= Manchester Science Festival =

Manchester Science Festival is an annual science festival held in October in Manchester, England, and produced by the Museum of Science and Industry. It runs for eleven days, incorporating over 100 events across Greater Manchester for families and adults. Siemens has been the Festival’s headline sponsor since 2014, as part of its Curiosity Project.

==Introduction==

The festival launched at the Museum of Science and Industry in 2007. With over 100,000 visits to the festival in 2015, Manchester Science Festival is England's largest science festival. The Manchester Evening News describe the festival as “one of the most fun things to happen to the region in recent years, taking practical science into places you never imagined possible all over the city”.

==Programme==

Each year, the programme features hands-on activities, immersive experiences, exhibitions, talks and tours. Events reflect the festival ethos of ‘part laboratory, part playground’, and aim to bring science to audiences at the Museum and at venues across Greater Manchester.

The programme for Manchester Science Festival is created and produced collaboratively with partners across the North West. Over the years, this has included University of Manchester, Manchester Metropolitan University, University of Salford, Chester Zoo, Cancer Research UK, HackManchester, Jodrell Bank Discovery Centre, Manchester Cathedral, John Rylands Library and Manchester Central Library.

The programme encourages audiences to actively participate in science. This includes science busking activities and since 2014 has included the Museum of Science and Industry’s Platform for Investigation (Pi). The Pi is sponsored by Siemens and is part of the museum’s monthly live event programme. Pi gives audiences the opportunity to meet scientists and hear about their research whilst getting involved with experiments and activities.

Exhibitions are a feature of the festival programme, including contemporary science exhibitions at the Museum of Science and Industry. Since 2014, Cape Farewell, UK have partnered with the festival to commission an exhibition inspired by James Lovelock’s Gaia Theory. Notable exhibitions include Marcus Coates’ The Sounds of Others and Tania Kovats’ Evaporation.

===Manchester Science Festival 2015===

The ninth annual science festival highlights included an adult only ball pool, artist Tania Kovats premiering Evaporation, Brian Cox, Robin Ince and Jon Culshaw recording The Infinite Monkey Cage, exhibition Kinetic Flux by Paul Miller and Griet Beyart and a two-day drone expo with the University of Salford’s Andy Miah. Manchester Evening News wrote that “The Manchester Science Festival – supported by Siemens – gives people the chance to get up close and hands-on with all things loud, lively, explosive and experimental”. The ball pool won Manchester Evening News’ City Life Awards Special Events Category 2015.

### HOW TO COMPLETE THIS TASK
Write the next part of the Manchester Science Festival text, continuing on from its last sentence. The material that comes next has no connection to the Manchester Science Festival text.

(Photo-based referring expression data)

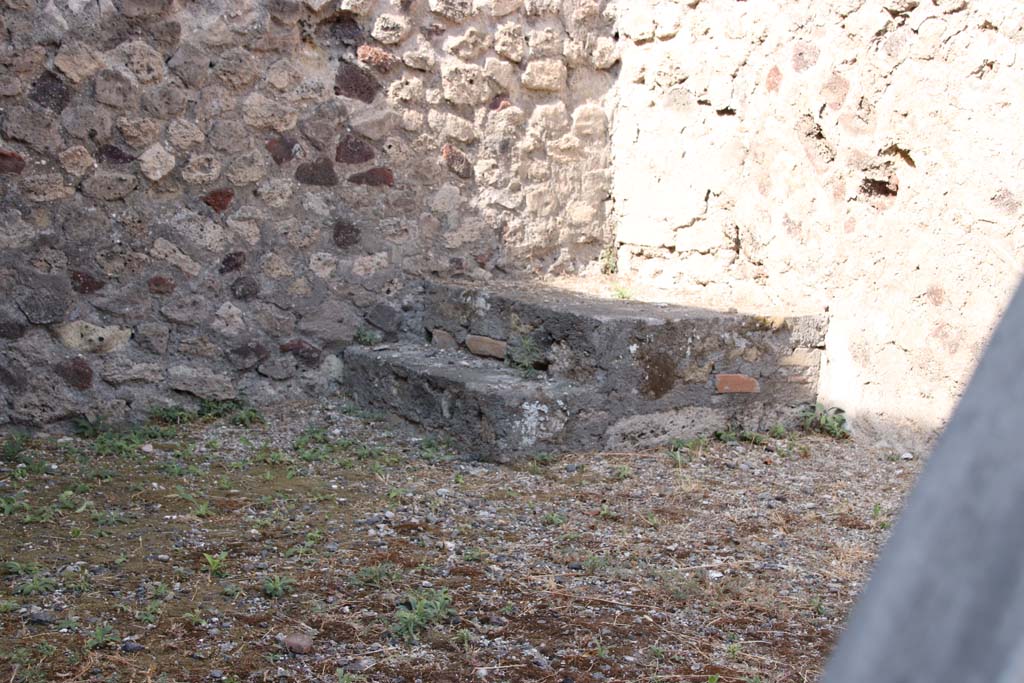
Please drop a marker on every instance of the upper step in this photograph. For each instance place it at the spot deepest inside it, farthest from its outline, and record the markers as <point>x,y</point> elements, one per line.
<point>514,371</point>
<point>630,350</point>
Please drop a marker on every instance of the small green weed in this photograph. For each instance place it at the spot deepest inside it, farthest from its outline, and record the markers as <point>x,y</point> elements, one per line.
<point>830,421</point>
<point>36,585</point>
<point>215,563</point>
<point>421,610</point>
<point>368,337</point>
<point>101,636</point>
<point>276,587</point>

### ANSWER BOX
Festival director: Marieke Navin

===Manchester Science Festival 2014===

The eighth Manchester Science Festival showcased Marcus Coates’ exhibition The Sounds of Others, a 3D printing exhibition, a debate over the future of fracking with Bez from Happy Mondays, and the building of a Mega Menger. The website Creative Tourist wrote about Manchester Science Festival’s programme, saying that, “The delight in such a diversity of diversions is being able to wander according to one’s own fancy; being cartographer to your own map. The book of Manchester is open: choose your own adventure”.

Festival director: Marieke Navin

===Manchester Science Festival 2013===

In its seventh year, Manchester Science Festival brought the exhibition Brains: the Mind as Matter and a supporting events programme, launched its second citizen science project, Hooked On Music and built a giant Rube Goldberg Machine. The Festival also won the Manchester Tourism Award for Large Tourism Event of the Year.

Festival director: Marieke Navin

==Citizen Science Projects==

Manchester Science Festival has been involved with two citizen science projects since 2007. The first was Turing's Sunflowers in 2012 and #HookedOnMusic, part of the festival programme since 2013.

===Turing's Sunflowers===

The experiment was conceived by Jonathan Swinton and led by Erinma Ochu at the Museum of Science and Industry, who said that "we hope to provide the missing evidence to test Turing's little-known theories about Fibonacci numbers in sunflowers. It would be a fitting celebration of the work of Alan Turing".

Citizen scientists from seven countries participated, growing over 500 sunflowers, over 450 of which conformed to the Fibonacci sequence, thereby proving Alan Turing's theory.

===HookedOnMusic===

Launched at the 2013 Manchester Science Festival with Ashley Burgoyne from the University of Amsterdam, audiences were encouraged to play a free, online game that produced results for scientific research. Researchers were looking for the hooks in music to help future research on Alzheimer's disease. By using catchy music, researchers hope to find ways to trigger therapeutic benefits for patients.

Results presented at the 2014 Manchester Science Festival revealed the UK's top ten catchiest tunes, looking at just how memorable parts of songs can be. The number one catchiest song was the Spice Girls' 'Wannabe'.

==Sponsorship==

Since 2014, Siemens has been the headline sponsor for the festival. Other major sponsors include the University of Salford, Electricity North West and the Waters Corporation.